Top of Extracted data

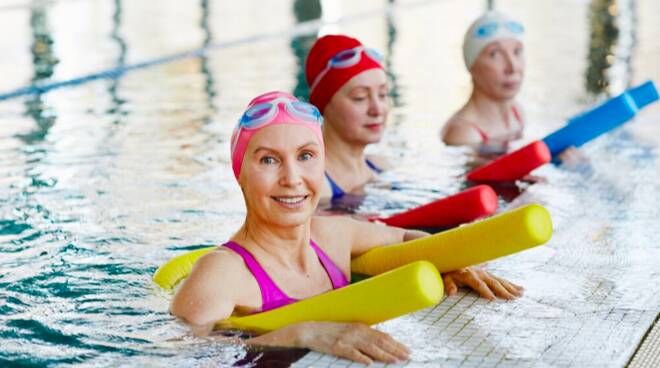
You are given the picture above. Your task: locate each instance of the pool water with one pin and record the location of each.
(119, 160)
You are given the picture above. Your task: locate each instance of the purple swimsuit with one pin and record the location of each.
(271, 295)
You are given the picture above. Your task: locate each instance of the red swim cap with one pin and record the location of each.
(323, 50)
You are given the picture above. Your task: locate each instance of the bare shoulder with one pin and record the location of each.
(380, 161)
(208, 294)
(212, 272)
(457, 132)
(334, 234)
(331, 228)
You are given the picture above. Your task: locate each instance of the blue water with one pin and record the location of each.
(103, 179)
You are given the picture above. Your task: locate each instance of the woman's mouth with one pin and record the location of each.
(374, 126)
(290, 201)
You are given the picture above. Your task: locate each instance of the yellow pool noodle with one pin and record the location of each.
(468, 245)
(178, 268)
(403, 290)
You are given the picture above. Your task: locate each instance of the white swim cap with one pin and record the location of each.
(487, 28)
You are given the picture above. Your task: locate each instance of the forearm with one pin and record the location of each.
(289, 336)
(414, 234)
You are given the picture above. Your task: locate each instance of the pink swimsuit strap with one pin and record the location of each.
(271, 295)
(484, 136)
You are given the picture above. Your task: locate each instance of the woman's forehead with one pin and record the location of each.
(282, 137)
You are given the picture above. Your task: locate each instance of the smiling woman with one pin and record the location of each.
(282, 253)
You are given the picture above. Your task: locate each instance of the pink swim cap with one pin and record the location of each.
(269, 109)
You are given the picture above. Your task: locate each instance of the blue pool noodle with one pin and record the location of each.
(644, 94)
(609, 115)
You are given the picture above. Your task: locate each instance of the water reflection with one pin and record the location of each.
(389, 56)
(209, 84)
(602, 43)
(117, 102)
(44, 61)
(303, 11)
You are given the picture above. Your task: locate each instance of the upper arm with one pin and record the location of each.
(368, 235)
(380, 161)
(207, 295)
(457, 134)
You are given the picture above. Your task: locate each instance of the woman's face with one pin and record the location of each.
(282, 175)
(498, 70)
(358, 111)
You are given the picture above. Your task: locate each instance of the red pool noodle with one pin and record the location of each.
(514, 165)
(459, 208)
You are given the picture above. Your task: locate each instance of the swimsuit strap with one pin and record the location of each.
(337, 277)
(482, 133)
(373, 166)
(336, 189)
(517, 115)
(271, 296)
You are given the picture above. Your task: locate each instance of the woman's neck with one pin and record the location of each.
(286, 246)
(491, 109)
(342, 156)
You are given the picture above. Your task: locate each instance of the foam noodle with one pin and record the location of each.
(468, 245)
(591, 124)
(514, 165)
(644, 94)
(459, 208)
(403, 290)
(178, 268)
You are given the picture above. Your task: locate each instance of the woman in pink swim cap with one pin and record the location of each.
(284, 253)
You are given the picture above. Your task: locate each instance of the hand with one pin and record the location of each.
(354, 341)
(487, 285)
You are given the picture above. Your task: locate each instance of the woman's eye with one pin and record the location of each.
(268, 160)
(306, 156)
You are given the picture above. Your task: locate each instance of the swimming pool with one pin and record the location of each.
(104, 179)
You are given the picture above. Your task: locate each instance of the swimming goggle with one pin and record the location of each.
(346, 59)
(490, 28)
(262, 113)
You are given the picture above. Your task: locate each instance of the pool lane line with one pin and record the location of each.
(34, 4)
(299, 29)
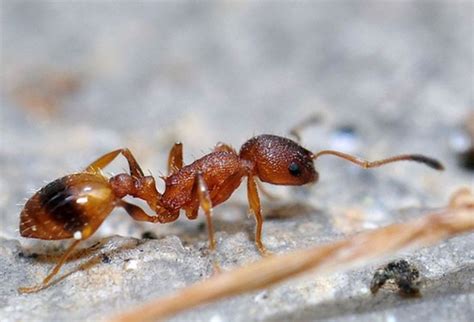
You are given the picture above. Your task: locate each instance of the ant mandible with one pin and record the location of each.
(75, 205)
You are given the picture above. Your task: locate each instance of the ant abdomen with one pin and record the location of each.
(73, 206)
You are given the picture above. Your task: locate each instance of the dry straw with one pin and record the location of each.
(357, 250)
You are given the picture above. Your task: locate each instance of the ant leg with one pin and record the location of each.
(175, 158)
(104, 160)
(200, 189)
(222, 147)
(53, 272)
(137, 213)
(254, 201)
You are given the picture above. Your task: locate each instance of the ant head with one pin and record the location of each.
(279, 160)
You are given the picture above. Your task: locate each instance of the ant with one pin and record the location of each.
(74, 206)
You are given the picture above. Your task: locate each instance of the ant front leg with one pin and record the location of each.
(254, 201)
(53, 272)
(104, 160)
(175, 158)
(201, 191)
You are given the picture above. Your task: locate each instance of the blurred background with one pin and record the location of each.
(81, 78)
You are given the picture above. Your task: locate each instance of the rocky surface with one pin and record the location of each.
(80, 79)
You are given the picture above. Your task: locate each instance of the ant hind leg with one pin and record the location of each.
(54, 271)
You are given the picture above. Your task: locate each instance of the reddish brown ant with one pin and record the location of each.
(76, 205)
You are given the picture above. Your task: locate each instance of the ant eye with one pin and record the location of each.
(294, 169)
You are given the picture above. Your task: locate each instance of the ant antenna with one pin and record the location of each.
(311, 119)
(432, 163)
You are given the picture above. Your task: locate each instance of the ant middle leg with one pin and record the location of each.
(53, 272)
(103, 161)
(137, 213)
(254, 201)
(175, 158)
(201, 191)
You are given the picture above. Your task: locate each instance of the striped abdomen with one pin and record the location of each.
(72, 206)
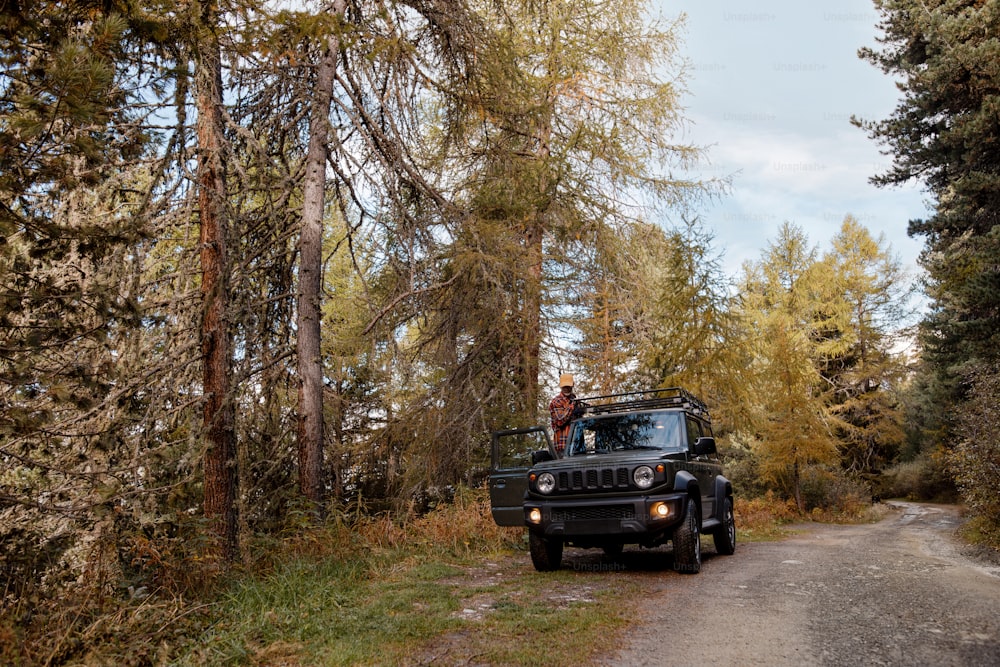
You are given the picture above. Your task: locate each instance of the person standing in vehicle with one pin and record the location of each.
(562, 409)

Bottom of Extracted data

## Activity
Apart from its pictures, the material above should be repeated exactly.

## Worked solution
You are given the picture above. Your task: locate each instance of the pool water with one pin and record the location of each.
(119, 160)
You are given the picture above. Your task: locate each instance of the purple swimsuit with one pin and record the location of each.
(271, 295)
You are given the picture above. Your task: locate each instance of the red swim cap with one pin and record the location of each.
(323, 50)
You are given the picture above. Your task: locate each instance of the bare shoulder with one pin and record the location of each.
(380, 161)
(208, 294)
(212, 272)
(457, 132)
(334, 234)
(331, 228)
You are given the picture above. Your task: locate each instance of the blue water with one pin and record the location of each.
(103, 179)
You are given the picture above. Your task: locate each instance of the woman's mouth with one pin and record the location of each.
(374, 126)
(290, 201)
You are given the picture above. Your task: locate each instance of the yellow pool noodle with one pin and record the location of each.
(468, 245)
(178, 268)
(403, 290)
You are given the picture above. Your task: locate each instance of the white swim cap with one pin and record the location of each.
(487, 28)
You are given the picture above. Your task: locate each instance of the forearm with one pin and record the location of each.
(289, 336)
(414, 234)
You are given the picture above. Your task: locate each instance of the pink swimsuit strap with one pin and record the location of each.
(271, 295)
(484, 136)
You are given the picture above. Your task: locate each instance of the woman's forehead with one pin and record the location of each.
(282, 137)
You are given the picture above. Your task: locate each instance of the smiling woman with one pin and record the location of each.
(282, 253)
You are given the picture above. Your task: locate each instance of the pink swim cap with one pin and record the location of each.
(269, 109)
You are given the picture above. Your task: locate each instance of the blue pool noodle with one pin and record the location of each.
(644, 94)
(609, 115)
You are given the picture above. Your task: locate each instance of the water reflection with one pin and record the location of each.
(389, 56)
(209, 84)
(602, 43)
(117, 102)
(44, 61)
(303, 11)
You are given the picture above. Your task: locate each instance of the upper arm with one pin and record the location of each.
(368, 235)
(380, 161)
(207, 295)
(457, 134)
You are given the picture above. Your task: locate each instance of the woman's face with one pin and record the location of each.
(282, 175)
(498, 70)
(358, 111)
You are given the picture above. Your task: locate each instance of the red pool noodle with one pin and record the location of each.
(514, 165)
(459, 208)
You are given the picture above. Your task: locate each instance of the swimsuit strap with one pin and record the location of each.
(337, 277)
(482, 133)
(373, 166)
(336, 189)
(517, 115)
(271, 296)
You are given the picture above. Your task: locate each instance of the woman's neck with one pin and record the location of each.
(286, 246)
(491, 109)
(342, 156)
You are given the picture above. Your task: locate each instance of the foam noodle with one pin and record the location of each.
(468, 245)
(591, 124)
(514, 165)
(644, 94)
(459, 208)
(403, 290)
(178, 268)
You are given the picture above. Your task: locate each instance of the woman in pink swim cap with one pin and record the location of each.
(284, 253)
You are given the picture above. Your task: locate each instance of the hand with one pin and record the location of each.
(354, 341)
(487, 285)
You are given the picture above. Your task: locate each instance of the woman's eye with one pin and record the location of each.
(268, 160)
(306, 156)
You are given the picture above. Your task: locate each instance of the swimming pool with one pin and record the location of each.
(104, 179)
You are given the picture above. Your task: locate each instance of the swimming goggle with one pin and record the location of each.
(346, 59)
(490, 28)
(262, 113)
You are given the picture above. Your task: locate each instance of the pool lane line with one pin and record the location of each.
(34, 4)
(299, 29)
You are given the picture above. Your task: locate each instance of the ant mandible with one pin and record the location of each.
(75, 205)
You are given the picture above. Your task: locate each instance of the ant abdomen with one pin and record the location of each.
(73, 206)
You are given the picture above. Your task: locate each instance of the dry straw with one pin and record the location of each.
(357, 250)
You are given the picture above. Your task: locate each instance of the ant leg with one pin and record the location of each.
(175, 158)
(104, 160)
(200, 189)
(222, 147)
(53, 272)
(137, 213)
(254, 201)
You are given the picture above. Your task: locate each instance of the ant head with one pin and record the location of each.
(279, 160)
You are given the picture above. Your task: locate each instance of the ant with one pin and record the location of each.
(74, 206)
You are given the picture above. Your task: locate each instance of the ant front leg with one pin and record the location of each.
(254, 201)
(53, 272)
(104, 160)
(175, 158)
(201, 191)
You are given the picture above. Your task: locate each instance of the blurred background with one pin and record the location of each.
(81, 78)
You are given the picture above. Your task: locate each instance of the rocky surface with one pin and record the location of each.
(80, 79)
You are given the picture above. Your task: locate each instance of the ant hind leg with one pin and record the location of each.
(54, 271)
You are given the picture above. Your task: locate each instance of the reddish brown ant with one pin and record the location of each.
(76, 205)
You are given the picture above. Your task: locate each instance of the ant eye with one pin and record the location of each.
(294, 169)
You are given the picture above. Your task: locate each instance of the ant antenna with one pin and record the location of each.
(311, 119)
(432, 163)
You are given the picture above. Your task: locate each instance of the ant middle leg with one pin and record the location of each.
(53, 272)
(103, 161)
(137, 213)
(254, 201)
(175, 158)
(201, 191)
You are given the picture above. Your task: locate each instance of the striped abdomen with one pin and record the location of each.
(72, 206)
You are given the picture above. Your task: locate each instance of the person standing in vehicle with one pin and record the location of each.
(562, 409)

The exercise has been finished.